**** Provided records ****

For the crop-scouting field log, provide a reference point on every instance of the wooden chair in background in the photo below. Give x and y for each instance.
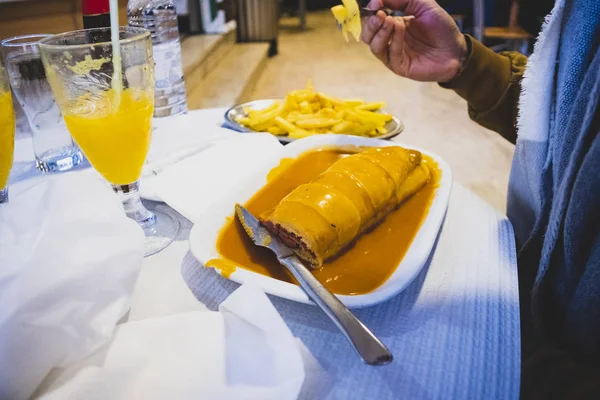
(513, 36)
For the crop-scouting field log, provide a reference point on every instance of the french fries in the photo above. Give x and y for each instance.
(307, 112)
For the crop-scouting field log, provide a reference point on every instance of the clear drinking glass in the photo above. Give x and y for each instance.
(7, 133)
(53, 146)
(110, 119)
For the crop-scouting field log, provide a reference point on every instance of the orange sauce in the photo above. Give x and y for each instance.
(361, 268)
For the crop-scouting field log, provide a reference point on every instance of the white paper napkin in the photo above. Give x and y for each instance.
(245, 351)
(69, 258)
(192, 185)
(178, 137)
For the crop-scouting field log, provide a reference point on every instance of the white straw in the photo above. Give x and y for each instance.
(114, 36)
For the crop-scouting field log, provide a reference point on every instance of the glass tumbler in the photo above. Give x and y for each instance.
(53, 146)
(107, 100)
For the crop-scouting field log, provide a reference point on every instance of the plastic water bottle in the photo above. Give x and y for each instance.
(160, 18)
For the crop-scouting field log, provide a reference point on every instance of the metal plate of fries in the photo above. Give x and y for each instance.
(391, 128)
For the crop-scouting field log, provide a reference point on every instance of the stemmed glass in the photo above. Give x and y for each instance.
(110, 115)
(7, 133)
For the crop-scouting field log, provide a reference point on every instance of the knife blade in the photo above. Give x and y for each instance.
(367, 345)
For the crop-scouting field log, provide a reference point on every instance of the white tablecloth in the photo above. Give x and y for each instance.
(454, 331)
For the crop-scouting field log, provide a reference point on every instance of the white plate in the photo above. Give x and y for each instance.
(203, 237)
(394, 127)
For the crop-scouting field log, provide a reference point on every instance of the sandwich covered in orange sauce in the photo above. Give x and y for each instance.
(318, 220)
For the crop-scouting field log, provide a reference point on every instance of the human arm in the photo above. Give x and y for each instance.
(426, 45)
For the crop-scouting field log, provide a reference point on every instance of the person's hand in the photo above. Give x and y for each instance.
(424, 45)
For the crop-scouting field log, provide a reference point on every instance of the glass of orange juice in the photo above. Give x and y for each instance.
(7, 133)
(107, 100)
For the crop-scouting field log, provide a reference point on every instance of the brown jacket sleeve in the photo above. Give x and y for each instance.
(491, 84)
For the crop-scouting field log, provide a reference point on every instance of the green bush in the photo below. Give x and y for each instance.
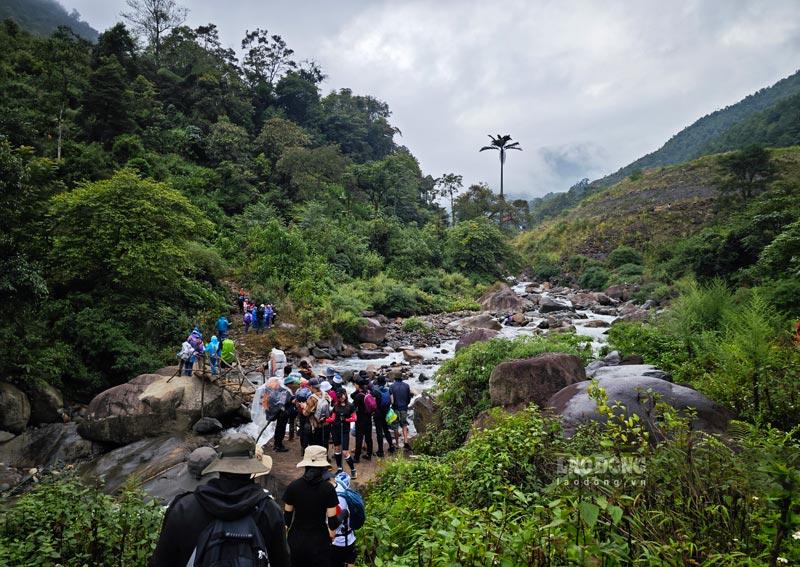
(64, 522)
(462, 388)
(595, 277)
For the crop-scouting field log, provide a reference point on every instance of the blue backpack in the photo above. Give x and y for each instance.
(355, 506)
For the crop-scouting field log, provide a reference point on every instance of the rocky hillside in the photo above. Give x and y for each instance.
(647, 211)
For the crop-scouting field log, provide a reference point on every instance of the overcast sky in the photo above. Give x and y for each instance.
(586, 87)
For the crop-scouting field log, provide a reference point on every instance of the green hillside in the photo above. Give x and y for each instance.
(700, 138)
(42, 17)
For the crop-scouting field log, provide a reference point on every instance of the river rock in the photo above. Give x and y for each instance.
(520, 382)
(370, 354)
(371, 331)
(482, 321)
(150, 406)
(475, 336)
(15, 409)
(47, 445)
(549, 304)
(626, 384)
(412, 356)
(47, 403)
(426, 413)
(199, 459)
(207, 426)
(501, 298)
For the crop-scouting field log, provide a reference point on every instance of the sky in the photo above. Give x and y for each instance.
(585, 86)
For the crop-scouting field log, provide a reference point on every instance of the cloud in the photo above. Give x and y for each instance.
(586, 87)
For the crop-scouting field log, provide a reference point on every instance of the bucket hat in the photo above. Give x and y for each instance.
(314, 456)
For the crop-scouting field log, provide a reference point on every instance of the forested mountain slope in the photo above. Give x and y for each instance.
(42, 17)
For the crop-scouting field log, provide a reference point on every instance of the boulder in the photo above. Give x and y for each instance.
(47, 403)
(475, 336)
(47, 445)
(549, 304)
(207, 426)
(520, 382)
(370, 354)
(627, 384)
(426, 412)
(412, 356)
(501, 298)
(199, 459)
(150, 406)
(371, 331)
(482, 321)
(15, 409)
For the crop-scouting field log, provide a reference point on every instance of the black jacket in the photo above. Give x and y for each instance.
(226, 498)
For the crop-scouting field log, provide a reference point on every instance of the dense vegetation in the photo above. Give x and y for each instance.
(137, 176)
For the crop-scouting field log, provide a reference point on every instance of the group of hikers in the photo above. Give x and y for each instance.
(233, 521)
(320, 411)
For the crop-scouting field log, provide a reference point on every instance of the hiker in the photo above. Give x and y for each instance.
(343, 551)
(384, 400)
(247, 320)
(342, 415)
(259, 323)
(303, 422)
(275, 402)
(228, 354)
(277, 361)
(222, 327)
(292, 381)
(233, 503)
(364, 420)
(213, 349)
(309, 507)
(401, 399)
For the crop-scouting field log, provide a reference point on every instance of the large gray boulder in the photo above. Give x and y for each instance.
(519, 382)
(501, 298)
(628, 385)
(150, 406)
(371, 331)
(47, 403)
(482, 321)
(549, 304)
(15, 409)
(47, 445)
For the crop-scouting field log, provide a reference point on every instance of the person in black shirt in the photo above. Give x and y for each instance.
(401, 399)
(231, 496)
(363, 421)
(343, 414)
(309, 506)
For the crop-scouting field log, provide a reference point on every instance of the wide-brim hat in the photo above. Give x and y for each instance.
(237, 456)
(314, 456)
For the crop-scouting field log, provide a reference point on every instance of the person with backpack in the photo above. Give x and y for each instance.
(401, 400)
(382, 430)
(342, 415)
(222, 327)
(309, 506)
(364, 420)
(197, 525)
(276, 402)
(213, 349)
(351, 509)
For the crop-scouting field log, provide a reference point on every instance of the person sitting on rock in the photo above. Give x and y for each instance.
(232, 503)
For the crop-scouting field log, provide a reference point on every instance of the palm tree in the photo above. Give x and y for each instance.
(501, 143)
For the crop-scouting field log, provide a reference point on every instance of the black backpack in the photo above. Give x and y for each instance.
(232, 543)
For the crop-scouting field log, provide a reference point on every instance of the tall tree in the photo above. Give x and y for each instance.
(449, 185)
(153, 19)
(501, 144)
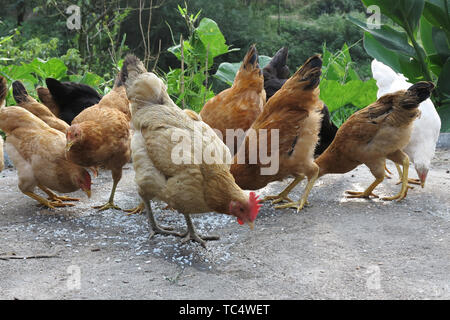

****

** Directions **
Return every line of the listing above that contains the word "orange", copying each line in full.

** Response to this task **
For the crop-scouting field log, provide a reference point on every instance of the orange sauce in the photo above. Give x and y for each instance.
For the crop-scouting field log, provide a reference point on every instance of the sandwich covered in orange sauce in the photo above. Give x and y for each instance.
For the crop-scouting field log, provide a reference point on every instance of the glass of orange juice in the photo above. Give x and y for each instance.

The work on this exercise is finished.